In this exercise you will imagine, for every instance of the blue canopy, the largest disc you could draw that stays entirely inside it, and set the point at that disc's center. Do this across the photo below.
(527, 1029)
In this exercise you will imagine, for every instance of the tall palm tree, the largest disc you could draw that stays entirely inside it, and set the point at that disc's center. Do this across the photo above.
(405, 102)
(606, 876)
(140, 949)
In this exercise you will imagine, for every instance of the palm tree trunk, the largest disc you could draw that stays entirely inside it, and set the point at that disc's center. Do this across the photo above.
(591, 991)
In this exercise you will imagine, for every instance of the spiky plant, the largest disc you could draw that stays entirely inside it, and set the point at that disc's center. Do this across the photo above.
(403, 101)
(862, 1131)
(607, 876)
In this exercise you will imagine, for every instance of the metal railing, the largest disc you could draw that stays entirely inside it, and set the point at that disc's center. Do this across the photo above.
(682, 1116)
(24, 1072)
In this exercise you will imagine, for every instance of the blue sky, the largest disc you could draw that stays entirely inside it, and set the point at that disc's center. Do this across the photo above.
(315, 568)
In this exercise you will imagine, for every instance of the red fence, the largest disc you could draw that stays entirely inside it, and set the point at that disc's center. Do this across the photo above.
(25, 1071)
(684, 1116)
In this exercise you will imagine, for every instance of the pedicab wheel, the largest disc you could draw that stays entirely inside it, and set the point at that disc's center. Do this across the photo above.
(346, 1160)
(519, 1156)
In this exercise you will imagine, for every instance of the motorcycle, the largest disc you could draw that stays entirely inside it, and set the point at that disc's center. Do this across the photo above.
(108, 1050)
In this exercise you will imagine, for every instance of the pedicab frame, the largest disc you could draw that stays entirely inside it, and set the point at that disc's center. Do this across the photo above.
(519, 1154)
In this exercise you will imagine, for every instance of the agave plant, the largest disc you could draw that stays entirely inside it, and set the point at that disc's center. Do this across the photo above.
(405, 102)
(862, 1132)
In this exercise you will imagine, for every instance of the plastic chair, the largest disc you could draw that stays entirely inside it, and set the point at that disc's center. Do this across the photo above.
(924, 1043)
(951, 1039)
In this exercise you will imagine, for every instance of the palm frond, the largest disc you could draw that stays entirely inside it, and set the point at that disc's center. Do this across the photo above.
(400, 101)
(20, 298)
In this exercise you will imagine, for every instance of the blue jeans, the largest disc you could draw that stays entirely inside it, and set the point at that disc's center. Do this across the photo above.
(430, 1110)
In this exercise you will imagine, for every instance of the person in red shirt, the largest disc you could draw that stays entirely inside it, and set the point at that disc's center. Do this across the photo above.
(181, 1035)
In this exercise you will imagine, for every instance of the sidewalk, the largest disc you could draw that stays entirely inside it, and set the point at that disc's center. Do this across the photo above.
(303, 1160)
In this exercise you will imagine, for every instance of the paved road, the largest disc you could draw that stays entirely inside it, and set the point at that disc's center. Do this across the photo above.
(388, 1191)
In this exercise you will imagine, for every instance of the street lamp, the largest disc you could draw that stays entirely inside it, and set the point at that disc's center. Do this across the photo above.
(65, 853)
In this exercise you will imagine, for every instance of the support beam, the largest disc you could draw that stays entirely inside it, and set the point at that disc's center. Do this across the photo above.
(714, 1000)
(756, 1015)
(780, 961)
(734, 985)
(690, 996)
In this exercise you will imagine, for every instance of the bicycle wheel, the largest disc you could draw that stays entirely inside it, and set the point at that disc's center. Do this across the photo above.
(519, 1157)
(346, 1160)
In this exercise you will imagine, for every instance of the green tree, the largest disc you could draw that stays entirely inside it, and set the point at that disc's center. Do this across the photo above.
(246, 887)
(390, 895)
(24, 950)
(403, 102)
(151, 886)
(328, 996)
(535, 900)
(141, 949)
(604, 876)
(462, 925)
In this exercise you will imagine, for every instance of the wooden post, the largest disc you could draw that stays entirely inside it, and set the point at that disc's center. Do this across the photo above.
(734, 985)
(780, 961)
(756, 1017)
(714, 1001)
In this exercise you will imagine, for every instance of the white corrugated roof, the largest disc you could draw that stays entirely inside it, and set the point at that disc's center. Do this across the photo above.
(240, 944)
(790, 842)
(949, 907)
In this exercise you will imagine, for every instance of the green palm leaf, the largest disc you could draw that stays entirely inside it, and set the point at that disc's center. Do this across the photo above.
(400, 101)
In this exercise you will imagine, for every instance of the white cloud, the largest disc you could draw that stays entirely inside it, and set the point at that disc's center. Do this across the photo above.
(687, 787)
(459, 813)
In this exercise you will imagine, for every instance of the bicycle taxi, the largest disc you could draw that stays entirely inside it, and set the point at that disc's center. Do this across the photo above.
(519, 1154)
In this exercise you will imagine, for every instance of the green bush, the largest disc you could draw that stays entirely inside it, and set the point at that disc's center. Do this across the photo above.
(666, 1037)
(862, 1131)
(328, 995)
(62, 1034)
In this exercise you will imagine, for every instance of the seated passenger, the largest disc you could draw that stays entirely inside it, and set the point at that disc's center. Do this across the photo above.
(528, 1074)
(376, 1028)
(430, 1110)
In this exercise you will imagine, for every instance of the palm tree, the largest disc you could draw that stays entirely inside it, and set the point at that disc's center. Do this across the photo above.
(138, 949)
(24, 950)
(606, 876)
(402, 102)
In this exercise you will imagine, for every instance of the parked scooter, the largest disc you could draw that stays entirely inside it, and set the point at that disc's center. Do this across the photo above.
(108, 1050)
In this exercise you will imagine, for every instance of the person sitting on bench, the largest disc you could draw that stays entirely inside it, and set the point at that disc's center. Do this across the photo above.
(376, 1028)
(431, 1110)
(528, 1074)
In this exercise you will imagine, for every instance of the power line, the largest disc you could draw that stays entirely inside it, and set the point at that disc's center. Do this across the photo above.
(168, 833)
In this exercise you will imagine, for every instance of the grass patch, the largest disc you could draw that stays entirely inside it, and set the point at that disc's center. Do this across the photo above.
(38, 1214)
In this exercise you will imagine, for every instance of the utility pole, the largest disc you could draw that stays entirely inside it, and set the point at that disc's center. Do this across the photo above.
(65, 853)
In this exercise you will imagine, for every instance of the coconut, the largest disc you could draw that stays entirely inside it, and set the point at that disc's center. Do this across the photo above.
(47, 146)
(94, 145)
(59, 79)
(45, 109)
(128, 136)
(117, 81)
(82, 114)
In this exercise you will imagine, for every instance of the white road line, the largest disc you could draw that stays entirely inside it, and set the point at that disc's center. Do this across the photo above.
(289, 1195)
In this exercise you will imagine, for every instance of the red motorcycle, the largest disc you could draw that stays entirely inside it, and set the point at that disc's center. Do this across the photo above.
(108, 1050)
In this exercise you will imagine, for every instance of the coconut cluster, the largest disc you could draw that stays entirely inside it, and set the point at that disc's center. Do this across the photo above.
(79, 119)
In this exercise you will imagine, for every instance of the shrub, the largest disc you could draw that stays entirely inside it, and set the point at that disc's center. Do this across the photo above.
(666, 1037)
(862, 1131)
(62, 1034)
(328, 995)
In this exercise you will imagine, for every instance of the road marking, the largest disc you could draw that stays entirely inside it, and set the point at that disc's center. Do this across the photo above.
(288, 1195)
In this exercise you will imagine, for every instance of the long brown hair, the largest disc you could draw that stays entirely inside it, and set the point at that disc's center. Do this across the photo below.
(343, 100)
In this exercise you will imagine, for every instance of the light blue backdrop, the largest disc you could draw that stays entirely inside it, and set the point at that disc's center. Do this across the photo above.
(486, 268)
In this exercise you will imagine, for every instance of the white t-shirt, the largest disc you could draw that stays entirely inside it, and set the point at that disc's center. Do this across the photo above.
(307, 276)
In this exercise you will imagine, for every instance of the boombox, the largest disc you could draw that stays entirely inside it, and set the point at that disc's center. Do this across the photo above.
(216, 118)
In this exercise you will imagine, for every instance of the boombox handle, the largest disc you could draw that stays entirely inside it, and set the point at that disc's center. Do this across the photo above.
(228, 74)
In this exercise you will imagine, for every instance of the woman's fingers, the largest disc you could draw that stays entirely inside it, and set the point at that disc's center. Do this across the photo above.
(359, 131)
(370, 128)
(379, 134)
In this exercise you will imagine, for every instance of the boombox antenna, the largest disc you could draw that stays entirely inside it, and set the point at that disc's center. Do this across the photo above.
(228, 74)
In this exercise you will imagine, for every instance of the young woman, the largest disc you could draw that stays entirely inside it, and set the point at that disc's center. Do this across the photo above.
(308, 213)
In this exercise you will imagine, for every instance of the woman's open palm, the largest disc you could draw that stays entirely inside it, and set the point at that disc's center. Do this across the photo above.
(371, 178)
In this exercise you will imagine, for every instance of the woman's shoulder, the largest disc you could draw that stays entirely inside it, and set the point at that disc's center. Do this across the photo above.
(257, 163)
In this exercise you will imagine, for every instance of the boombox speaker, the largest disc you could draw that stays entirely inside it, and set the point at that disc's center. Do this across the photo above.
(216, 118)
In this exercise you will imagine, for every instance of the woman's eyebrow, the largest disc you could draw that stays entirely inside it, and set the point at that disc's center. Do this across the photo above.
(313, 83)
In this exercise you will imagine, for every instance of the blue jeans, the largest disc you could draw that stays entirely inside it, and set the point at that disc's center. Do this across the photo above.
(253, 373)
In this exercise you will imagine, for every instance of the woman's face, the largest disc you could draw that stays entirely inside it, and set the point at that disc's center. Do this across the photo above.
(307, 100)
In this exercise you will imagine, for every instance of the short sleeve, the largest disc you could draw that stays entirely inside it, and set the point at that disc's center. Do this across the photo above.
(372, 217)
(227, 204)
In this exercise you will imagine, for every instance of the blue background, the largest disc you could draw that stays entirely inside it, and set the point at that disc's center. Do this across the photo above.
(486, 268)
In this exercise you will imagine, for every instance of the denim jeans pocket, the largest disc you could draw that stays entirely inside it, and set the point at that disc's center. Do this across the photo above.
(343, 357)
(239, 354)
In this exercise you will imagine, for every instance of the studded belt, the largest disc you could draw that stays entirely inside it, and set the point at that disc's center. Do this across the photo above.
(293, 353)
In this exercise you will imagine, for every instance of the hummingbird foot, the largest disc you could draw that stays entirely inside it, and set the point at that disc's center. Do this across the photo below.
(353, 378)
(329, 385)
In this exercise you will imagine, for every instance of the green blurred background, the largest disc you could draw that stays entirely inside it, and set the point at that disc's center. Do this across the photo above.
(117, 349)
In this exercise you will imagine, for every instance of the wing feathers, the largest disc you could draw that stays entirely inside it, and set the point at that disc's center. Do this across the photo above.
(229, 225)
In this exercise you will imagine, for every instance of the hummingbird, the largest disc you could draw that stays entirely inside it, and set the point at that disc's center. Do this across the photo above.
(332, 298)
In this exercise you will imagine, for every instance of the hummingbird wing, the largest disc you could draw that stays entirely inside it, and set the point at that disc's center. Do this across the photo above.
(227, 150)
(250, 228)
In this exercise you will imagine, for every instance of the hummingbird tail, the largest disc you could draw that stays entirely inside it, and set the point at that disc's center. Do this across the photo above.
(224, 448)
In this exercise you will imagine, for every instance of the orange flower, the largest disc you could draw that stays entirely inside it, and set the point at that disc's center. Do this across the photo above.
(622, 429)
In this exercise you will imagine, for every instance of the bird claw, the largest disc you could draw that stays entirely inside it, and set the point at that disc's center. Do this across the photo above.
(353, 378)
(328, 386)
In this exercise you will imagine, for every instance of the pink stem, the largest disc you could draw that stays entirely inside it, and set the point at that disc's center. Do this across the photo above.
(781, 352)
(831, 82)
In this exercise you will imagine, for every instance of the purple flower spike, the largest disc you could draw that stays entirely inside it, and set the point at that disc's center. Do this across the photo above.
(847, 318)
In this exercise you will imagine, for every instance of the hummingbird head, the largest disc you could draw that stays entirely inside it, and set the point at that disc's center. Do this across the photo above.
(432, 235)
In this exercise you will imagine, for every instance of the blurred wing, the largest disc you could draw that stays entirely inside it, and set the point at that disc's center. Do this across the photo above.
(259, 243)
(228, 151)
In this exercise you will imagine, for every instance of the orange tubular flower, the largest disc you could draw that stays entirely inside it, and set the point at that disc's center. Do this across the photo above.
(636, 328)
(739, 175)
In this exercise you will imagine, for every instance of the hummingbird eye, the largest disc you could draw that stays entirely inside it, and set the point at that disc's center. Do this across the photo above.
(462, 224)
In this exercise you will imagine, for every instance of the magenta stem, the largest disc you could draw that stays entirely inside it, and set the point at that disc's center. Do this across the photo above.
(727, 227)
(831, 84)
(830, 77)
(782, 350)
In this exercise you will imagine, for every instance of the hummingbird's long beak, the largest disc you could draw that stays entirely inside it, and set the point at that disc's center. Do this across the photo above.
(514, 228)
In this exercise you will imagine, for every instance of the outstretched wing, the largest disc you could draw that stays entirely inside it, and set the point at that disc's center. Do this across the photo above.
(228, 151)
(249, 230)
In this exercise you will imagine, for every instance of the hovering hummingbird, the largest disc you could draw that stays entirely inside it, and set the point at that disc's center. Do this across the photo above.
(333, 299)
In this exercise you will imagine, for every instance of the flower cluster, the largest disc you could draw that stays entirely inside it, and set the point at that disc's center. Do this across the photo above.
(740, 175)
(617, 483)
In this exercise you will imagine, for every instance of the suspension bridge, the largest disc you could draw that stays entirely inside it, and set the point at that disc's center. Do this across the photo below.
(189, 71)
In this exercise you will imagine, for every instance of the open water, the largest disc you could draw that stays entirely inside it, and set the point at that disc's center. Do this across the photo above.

Exercise: Rewrite the data from the line containing "of the suspension" through the end of the data, replacing "disc" with "circle" and leaving everything else unchanged.

Task solution:
In this exercise you will imagine, for every instance of the suspension bridge, the largest circle you could draw that stays entirely inside it, and set the point at that circle's center. Do this across the photo below.
(189, 71)
In this exercise you will imagine, for every instance of the open water, the largest circle you could draw that stays entirely inside it, and set the point at that circle's center. Do this across the photo above.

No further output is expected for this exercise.